Listed entries Block Start

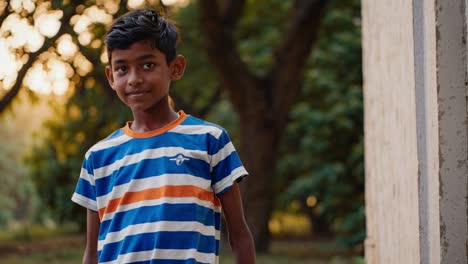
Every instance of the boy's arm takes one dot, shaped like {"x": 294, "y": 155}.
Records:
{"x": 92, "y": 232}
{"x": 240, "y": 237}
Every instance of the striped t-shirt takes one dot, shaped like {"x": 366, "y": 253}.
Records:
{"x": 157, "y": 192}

Listed entries Block End
Listed entries Block Start

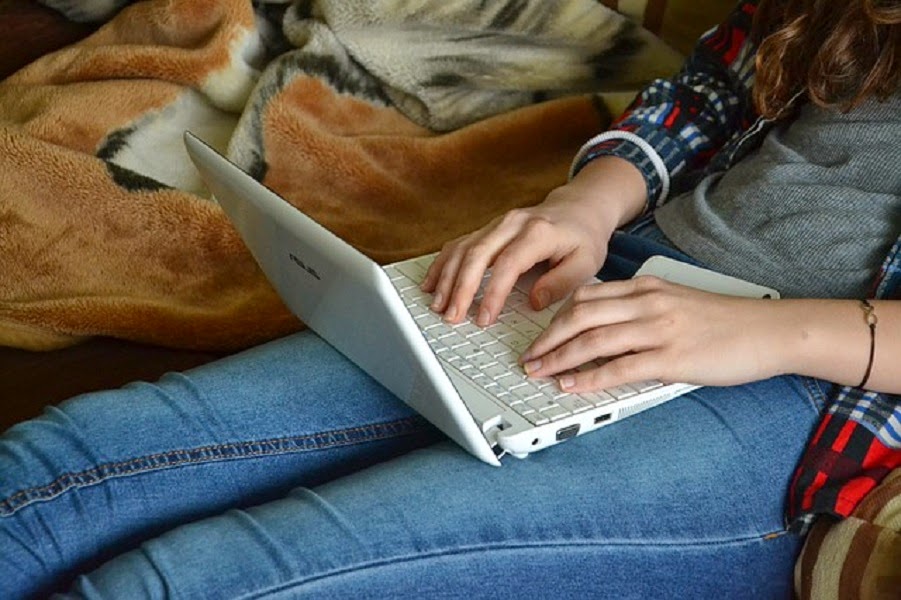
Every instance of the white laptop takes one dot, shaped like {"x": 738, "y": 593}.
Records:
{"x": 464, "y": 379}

Listed entries Block End
Listed entries Block Start

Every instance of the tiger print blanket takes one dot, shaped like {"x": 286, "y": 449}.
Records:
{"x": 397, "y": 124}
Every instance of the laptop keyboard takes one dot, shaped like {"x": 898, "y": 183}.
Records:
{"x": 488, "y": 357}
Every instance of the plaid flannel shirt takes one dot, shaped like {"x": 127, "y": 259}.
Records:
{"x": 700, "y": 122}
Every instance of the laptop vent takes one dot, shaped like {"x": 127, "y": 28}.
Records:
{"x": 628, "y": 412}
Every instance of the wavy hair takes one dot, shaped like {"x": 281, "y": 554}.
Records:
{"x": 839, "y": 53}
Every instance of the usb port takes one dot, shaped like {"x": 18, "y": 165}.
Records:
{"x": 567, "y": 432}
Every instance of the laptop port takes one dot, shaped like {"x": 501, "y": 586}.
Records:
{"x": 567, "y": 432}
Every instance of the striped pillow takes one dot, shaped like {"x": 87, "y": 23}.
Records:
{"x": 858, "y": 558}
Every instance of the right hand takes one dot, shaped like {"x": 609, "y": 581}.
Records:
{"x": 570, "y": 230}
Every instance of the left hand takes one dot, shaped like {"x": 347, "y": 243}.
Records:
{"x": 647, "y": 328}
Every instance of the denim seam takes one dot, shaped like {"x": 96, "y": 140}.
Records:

Listed entries Block End

**Task instructions:**
Extract all lines from the data in which "laptop" is found.

**Reply:**
Every instance of the white laptop takes one dot, shaped like {"x": 738, "y": 593}.
Every instance of the laptop keyboard takes one dot, shaped like {"x": 898, "y": 183}.
Every instance of the laptop vent takes one dot, shaped like {"x": 127, "y": 28}.
Every instance of the laptop port takes one dot, shaped like {"x": 501, "y": 586}.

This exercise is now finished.